> _What the task asks_
Reproduce the lines below, swapping each occurrence of "keypoint" for "landmark" and changing nothing else. Omit the pictures from your output.

— start Record extracts —

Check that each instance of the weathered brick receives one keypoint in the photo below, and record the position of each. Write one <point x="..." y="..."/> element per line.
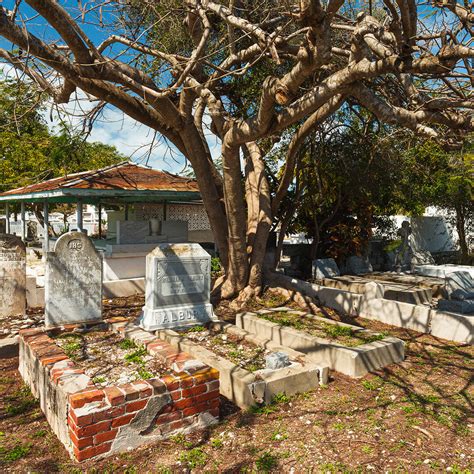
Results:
<point x="82" y="442"/>
<point x="171" y="382"/>
<point x="207" y="396"/>
<point x="168" y="417"/>
<point x="208" y="376"/>
<point x="158" y="386"/>
<point x="122" y="420"/>
<point x="144" y="388"/>
<point x="131" y="393"/>
<point x="176" y="395"/>
<point x="80" y="420"/>
<point x="194" y="409"/>
<point x="197" y="390"/>
<point x="105" y="436"/>
<point x="91" y="430"/>
<point x="135" y="406"/>
<point x="114" y="395"/>
<point x="109" y="414"/>
<point x="53" y="359"/>
<point x="213" y="385"/>
<point x="79" y="399"/>
<point x="186" y="381"/>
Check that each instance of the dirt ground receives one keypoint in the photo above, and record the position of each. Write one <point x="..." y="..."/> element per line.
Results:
<point x="417" y="416"/>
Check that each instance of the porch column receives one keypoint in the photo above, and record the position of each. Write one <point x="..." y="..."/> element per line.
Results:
<point x="100" y="220"/>
<point x="46" y="228"/>
<point x="79" y="217"/>
<point x="7" y="218"/>
<point x="23" y="222"/>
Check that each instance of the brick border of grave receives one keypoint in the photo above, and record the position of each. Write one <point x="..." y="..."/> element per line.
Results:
<point x="247" y="388"/>
<point x="95" y="422"/>
<point x="352" y="361"/>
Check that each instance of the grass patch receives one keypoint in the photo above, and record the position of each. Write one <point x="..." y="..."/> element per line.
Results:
<point x="19" y="451"/>
<point x="136" y="357"/>
<point x="344" y="335"/>
<point x="127" y="344"/>
<point x="22" y="401"/>
<point x="193" y="458"/>
<point x="266" y="462"/>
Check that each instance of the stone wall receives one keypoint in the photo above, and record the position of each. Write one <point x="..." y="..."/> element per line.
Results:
<point x="95" y="422"/>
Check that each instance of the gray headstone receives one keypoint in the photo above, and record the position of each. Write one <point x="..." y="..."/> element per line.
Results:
<point x="358" y="265"/>
<point x="453" y="306"/>
<point x="73" y="281"/>
<point x="132" y="232"/>
<point x="175" y="231"/>
<point x="12" y="276"/>
<point x="325" y="268"/>
<point x="178" y="283"/>
<point x="459" y="285"/>
<point x="277" y="360"/>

— end Record extracts —

> _Full answer_
Check that each instance of the weathered brick receives one landmark in the photo below, and record the position of each. Write one <point x="..." y="..."/> element per line.
Results:
<point x="82" y="442"/>
<point x="171" y="382"/>
<point x="207" y="396"/>
<point x="168" y="417"/>
<point x="208" y="376"/>
<point x="158" y="386"/>
<point x="122" y="420"/>
<point x="144" y="388"/>
<point x="131" y="393"/>
<point x="176" y="395"/>
<point x="80" y="420"/>
<point x="194" y="409"/>
<point x="197" y="390"/>
<point x="105" y="436"/>
<point x="91" y="430"/>
<point x="135" y="406"/>
<point x="114" y="395"/>
<point x="109" y="414"/>
<point x="53" y="359"/>
<point x="213" y="385"/>
<point x="79" y="399"/>
<point x="186" y="381"/>
Check that each instance of the dirt ground receives one landmark in the photo above, and record the position of each. Write one <point x="..." y="..."/> element per line.
Results:
<point x="417" y="416"/>
Check that each instance of the porch column receives one landmark in the photo above, and record the position of each. Write one <point x="..." y="..."/> element per line.
Results:
<point x="100" y="220"/>
<point x="46" y="228"/>
<point x="79" y="217"/>
<point x="7" y="218"/>
<point x="23" y="222"/>
Check that each instance of the brick border of grave receives one landmark in the photo above, and record the position of each. Write one <point x="..." y="..."/> element per line.
Results:
<point x="247" y="388"/>
<point x="95" y="422"/>
<point x="352" y="361"/>
Check that each instance of the grass patch receives one landmark in the photo above, and record the position of each. Write one <point x="..." y="..."/> element per line.
Results:
<point x="19" y="451"/>
<point x="136" y="357"/>
<point x="344" y="335"/>
<point x="127" y="344"/>
<point x="22" y="401"/>
<point x="193" y="458"/>
<point x="266" y="462"/>
Check that each instance of the stone wall receives one landmark in the photo above, and record the position of each. Write one <point x="..." y="..."/> element per line.
Results:
<point x="95" y="422"/>
Check that each instance of the gray headstone receives one landmark in the photo above, and record the position of each. Write one <point x="..." y="..."/> element per line.
Results:
<point x="358" y="265"/>
<point x="453" y="306"/>
<point x="73" y="281"/>
<point x="132" y="232"/>
<point x="175" y="231"/>
<point x="12" y="276"/>
<point x="325" y="268"/>
<point x="178" y="283"/>
<point x="459" y="285"/>
<point x="277" y="360"/>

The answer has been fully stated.